►

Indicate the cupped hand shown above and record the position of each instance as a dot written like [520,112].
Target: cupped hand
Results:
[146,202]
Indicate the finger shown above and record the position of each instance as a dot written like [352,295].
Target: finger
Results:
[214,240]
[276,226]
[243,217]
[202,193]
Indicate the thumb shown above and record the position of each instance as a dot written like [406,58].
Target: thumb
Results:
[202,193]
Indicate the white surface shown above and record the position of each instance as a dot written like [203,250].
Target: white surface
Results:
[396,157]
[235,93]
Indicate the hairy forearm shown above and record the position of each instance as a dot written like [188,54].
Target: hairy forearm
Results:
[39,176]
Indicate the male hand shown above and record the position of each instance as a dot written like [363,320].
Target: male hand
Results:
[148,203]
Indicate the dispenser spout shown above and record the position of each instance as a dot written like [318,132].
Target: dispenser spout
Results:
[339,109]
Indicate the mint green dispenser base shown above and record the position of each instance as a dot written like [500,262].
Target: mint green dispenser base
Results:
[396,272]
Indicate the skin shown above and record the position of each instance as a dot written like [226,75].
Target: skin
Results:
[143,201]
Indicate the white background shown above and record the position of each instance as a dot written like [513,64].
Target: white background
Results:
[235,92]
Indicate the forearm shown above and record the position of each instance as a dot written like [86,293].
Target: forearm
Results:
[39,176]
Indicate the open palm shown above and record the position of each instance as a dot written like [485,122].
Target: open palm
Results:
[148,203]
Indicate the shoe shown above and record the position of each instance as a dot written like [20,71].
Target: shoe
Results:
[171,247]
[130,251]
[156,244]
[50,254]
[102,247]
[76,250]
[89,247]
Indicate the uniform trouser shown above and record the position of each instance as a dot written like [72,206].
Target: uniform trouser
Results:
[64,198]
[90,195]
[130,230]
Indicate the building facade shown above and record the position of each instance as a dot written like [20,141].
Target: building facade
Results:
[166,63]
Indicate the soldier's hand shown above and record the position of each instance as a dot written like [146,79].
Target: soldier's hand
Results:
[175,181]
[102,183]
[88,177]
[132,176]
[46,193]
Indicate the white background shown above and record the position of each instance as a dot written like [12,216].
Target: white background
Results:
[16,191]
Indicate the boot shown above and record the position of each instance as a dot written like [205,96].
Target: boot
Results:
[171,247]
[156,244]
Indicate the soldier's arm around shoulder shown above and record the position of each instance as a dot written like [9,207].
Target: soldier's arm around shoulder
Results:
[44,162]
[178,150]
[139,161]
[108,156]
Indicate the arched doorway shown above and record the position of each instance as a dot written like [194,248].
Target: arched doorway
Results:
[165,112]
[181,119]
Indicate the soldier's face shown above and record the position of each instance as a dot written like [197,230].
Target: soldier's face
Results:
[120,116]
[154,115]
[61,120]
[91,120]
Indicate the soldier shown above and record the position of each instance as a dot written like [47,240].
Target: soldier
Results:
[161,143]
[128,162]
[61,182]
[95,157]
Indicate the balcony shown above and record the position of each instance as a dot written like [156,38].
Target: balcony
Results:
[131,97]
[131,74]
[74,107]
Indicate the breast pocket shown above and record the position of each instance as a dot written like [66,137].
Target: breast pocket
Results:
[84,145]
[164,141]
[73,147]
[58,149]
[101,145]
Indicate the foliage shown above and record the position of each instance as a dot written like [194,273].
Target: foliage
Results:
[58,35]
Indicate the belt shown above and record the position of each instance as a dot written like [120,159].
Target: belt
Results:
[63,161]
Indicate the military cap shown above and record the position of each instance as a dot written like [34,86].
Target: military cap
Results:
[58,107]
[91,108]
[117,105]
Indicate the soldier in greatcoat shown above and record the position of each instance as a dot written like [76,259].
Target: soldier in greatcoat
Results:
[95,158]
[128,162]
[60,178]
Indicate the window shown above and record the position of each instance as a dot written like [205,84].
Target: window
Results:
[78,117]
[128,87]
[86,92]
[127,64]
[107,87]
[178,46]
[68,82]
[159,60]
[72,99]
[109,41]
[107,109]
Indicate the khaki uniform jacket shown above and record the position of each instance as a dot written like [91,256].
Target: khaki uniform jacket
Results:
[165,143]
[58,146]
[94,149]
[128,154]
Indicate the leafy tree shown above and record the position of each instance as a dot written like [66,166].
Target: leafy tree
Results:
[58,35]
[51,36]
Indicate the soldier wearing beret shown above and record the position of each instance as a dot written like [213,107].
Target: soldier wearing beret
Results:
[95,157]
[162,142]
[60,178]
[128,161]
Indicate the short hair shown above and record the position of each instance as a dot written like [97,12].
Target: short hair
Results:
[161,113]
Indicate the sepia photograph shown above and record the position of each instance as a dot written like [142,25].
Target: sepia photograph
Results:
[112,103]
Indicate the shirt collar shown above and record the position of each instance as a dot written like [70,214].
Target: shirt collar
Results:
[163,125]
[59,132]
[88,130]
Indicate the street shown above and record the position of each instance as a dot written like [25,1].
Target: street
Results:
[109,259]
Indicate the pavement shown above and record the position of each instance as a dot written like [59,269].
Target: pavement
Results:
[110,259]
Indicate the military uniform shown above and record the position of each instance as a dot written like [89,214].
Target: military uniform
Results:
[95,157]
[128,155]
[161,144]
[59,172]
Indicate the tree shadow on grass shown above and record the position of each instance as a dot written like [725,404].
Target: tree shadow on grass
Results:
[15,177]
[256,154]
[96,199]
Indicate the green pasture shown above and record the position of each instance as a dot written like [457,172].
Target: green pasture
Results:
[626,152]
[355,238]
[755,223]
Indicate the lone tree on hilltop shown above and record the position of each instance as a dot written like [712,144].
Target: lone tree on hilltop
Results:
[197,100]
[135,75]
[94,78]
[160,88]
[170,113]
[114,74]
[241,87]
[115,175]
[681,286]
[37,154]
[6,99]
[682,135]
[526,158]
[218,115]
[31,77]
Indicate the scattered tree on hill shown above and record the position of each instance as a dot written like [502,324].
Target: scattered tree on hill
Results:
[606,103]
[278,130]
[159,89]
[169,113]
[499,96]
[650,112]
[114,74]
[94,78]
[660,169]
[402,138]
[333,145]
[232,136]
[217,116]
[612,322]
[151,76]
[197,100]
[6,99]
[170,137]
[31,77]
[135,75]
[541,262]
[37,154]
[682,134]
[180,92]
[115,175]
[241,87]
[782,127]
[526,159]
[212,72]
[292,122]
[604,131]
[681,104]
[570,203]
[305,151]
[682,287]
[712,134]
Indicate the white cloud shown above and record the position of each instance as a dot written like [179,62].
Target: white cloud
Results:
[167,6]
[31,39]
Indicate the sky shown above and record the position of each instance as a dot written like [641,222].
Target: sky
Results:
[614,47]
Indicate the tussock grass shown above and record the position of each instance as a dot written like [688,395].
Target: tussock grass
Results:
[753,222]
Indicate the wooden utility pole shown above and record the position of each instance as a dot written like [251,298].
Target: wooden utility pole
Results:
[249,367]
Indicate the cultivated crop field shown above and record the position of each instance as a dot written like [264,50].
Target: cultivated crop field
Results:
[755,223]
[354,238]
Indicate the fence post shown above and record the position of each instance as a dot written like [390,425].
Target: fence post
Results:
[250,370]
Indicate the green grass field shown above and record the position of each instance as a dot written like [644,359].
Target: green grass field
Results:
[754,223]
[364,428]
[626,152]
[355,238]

◄

*Do this*:
Reproduce all of the material above in full, substituting "Points" for every occurrence of "Results" and leaving everything else unaltered.

*Full output*:
Indicate the cupped hand shown above and record the position of each instance as a dot written like [520,112].
Target: cupped hand
Points:
[146,202]
Indicate the finger shown above and record the position of each instance as a dot written like [352,295].
Target: finger
Points:
[214,240]
[276,226]
[243,217]
[202,193]
Indicate the thumb shown above and record the position of each instance as a dot written like [406,58].
Target: thumb
Points:
[202,193]
Indicate the white surface shown above and record the position of each instance as a dot written like [203,250].
Target: white surface
Points:
[396,157]
[235,93]
Indicate the hairy forearm shown above and record the position of each instance as a dot written like [188,54].
Target: hairy forearm
Points:
[39,176]
Indicate the male hand shown above and record the position of each instance as a dot written like [363,320].
Target: male hand
Points:
[148,203]
Indicate the dispenser spout shown above and record the position of each instance as a dot written like [318,132].
Target: dispenser spout
Points:
[339,109]
Indicate the mint green dispenser base shown above and record the position of each instance as a dot written like [500,262].
Target: mint green dispenser base
Points:
[396,272]
Indicate the skin shown above and record the position of each instance as a dot written like [226,75].
Target: skin
Points:
[143,201]
Indicate the white background shown above and record the position of each instance as a dot written like [513,64].
Target: white background
Points:
[235,92]
Indicate the forearm shown above and record the position of each instance as a dot written like [86,293].
Target: forearm
Points:
[39,176]
Indicate the open palm shown above and record the position of each instance as a dot written like [485,122].
Target: open palm
Points:
[148,203]
Indicate the shoe shown above and record the position of each instance as a dot written like [20,71].
Target: shoe
Points:
[171,247]
[130,251]
[156,244]
[50,254]
[102,247]
[76,250]
[89,247]
Indicate the uniform trouser shown above and record the position of each instance as a dot written like [72,206].
Target: uniform trouser
Points:
[64,198]
[90,195]
[130,230]
Indicate the building facade shown above and record the position of each instance as a dot written like [20,141].
Target: building facade
Points:
[166,63]
Indicate the soldier's hand shown above and record the position of each instance as a dot written like [146,79].
Target: soldier's hand
Points:
[175,181]
[102,183]
[88,177]
[132,176]
[46,193]
Indicate the white background shown above and record the position of each instance as a dot written like [12,216].
Target: white background
Points:
[16,191]
Indicate the boot shown above and record the position of each instance as a dot written like [205,96].
Target: boot
Points:
[171,247]
[156,244]
Indicate the soldier's arm around shoulder shown above and record the position of each instance as a dot written like [9,207].
Target: soldier's arm around shoulder
Points:
[44,162]
[178,150]
[139,161]
[108,156]
Indicate the arched doorway shown above and record the position of each instance as a dot written like [194,248].
Target: arched doorway
Points:
[165,112]
[181,119]
Indicate the soldier's face shown above and record the position of each instance as a dot written like [197,230].
Target: soldier's face
Points:
[120,116]
[154,115]
[61,120]
[91,120]
Indicate the soldier shown above and record the position of each instance as a dot written like [47,240].
Target: soldier
Points:
[161,143]
[128,162]
[61,182]
[95,157]
Indicate the balcony shown above and record the position of each instance as a dot written like [156,38].
Target: balcony
Points:
[131,97]
[131,74]
[74,107]
Indicate the breast pocket shown above and record the position of each instance as a dot written like [66,137].
Target: breast pocket
Points:
[84,145]
[164,141]
[73,147]
[58,149]
[101,145]
Indicate the foliage shown above and record the position of each instance as a dot written like [194,273].
Target: foliage
Points:
[58,35]
Indicate the belt shown above and record the position of each instance as a dot written like [120,159].
Target: belt
Points:
[63,161]
Indicate the military cap shown above and record the position of each instance as a dot written like [34,86].
Target: military cap
Points:
[58,107]
[91,108]
[117,105]
Indicate the soldier in greatcoat shown above and record the position of each instance as a dot written like [76,259].
Target: soldier in greatcoat
Points:
[95,158]
[128,162]
[60,178]
Indicate the window shown above and record the position of each instance as a dot written like [205,84].
Target: window
Points:
[78,117]
[128,87]
[86,92]
[127,64]
[107,87]
[178,46]
[68,82]
[159,60]
[72,99]
[109,41]
[107,109]
Indicate the khaki uniform jacket shown above and record the position of each instance as a dot written like [91,256].
Target: khaki uniform jacket
Points:
[165,143]
[58,146]
[94,149]
[128,154]
Indicate the leafy tree shown above and record the position of each instance as a dot written like [66,166].
Target: leafy tree
Points:
[58,35]
[51,36]
Indicate the soldier wearing beret shown above and record the position of each instance as a dot written like [213,107].
Target: soldier wearing beret
Points:
[95,157]
[162,142]
[60,178]
[128,161]
Indicate the short hair shown above and record the position of each instance as a dot written like [97,12].
Target: short hair
Points:
[161,113]
Indicate the sepia photograph shown above and record the position of each instance as a dot written like [142,25].
Target: sepia photograph
Points:
[112,103]
Indicate the shirt collar shown above and record the position of each instance as a dot written like [70,214].
Target: shirt collar
Points:
[163,125]
[59,132]
[88,130]
Indicate the street shown above and record the position of each instance as a dot written like [25,1].
Target: street
Points:
[109,259]
Indicate the pavement shown above and record the position of each instance as a dot written like [59,269].
Target: pavement
Points:
[110,259]
Indicate the military uniform shown above and record the position of each instance as a dot written like [89,214].
Target: military uniform
Points:
[95,157]
[128,155]
[161,144]
[59,172]
Indicate the tree shadow on grass shown above and record the position of each instance as a dot written like [725,404].
Target: tree shadow on grass
Points:
[15,177]
[256,154]
[96,199]
Indicate the green pasture shown above and record the position of each instance as a dot written like [457,172].
Target: green pasture
Points:
[626,152]
[355,238]
[755,223]
Indicate the lone tree on hilltop shown above and record the position of each instance as a dot written like [712,144].
Target: lone tree on hilltop
Points:
[197,100]
[135,75]
[94,78]
[160,88]
[170,113]
[114,74]
[241,87]
[115,175]
[681,286]
[37,154]
[6,99]
[682,135]
[526,158]
[218,115]
[31,77]
Indicate the scattered tree on hill shown above and record the position of each instance as a dot written like [502,324].
Target: scattered tree on hill
Points:
[606,103]
[278,130]
[159,89]
[169,113]
[499,96]
[650,112]
[114,74]
[94,78]
[660,169]
[402,138]
[333,145]
[232,136]
[217,116]
[612,322]
[151,76]
[197,100]
[6,99]
[170,137]
[31,77]
[135,75]
[541,262]
[37,154]
[682,134]
[180,92]
[115,175]
[241,87]
[782,127]
[526,159]
[212,72]
[292,122]
[604,131]
[681,104]
[570,203]
[305,151]
[682,287]
[712,134]
Indicate the white cloud shown above and record the position of each instance as a dot written like [179,62].
Target: white cloud
Points:
[167,6]
[31,39]
Indicate the sky shown above and record the position of each instance as a dot written like [641,222].
Target: sky
Points:
[614,47]
Indicate the tussock grass shown above and record the position of each instance as a dot written like [688,395].
Target: tussock grass
Points:
[753,222]
Indicate the wooden utility pole shown above and record the position of each instance as a dot written like [251,298].
Target: wooden utility pole
Points:
[249,367]
Indicate the cultivated crop field shown above and record the position of each instance as a dot written like [264,50].
Target: cultivated crop field
Points:
[755,223]
[354,238]
Indicate the fence post shown above and record the position of each instance as a dot written like [390,425].
Target: fence post
Points:
[250,370]
Indicate the green grass field shown above and record the position of each instance as a dot written like [644,359].
Target: green grass field
Points:
[754,223]
[364,428]
[626,152]
[355,238]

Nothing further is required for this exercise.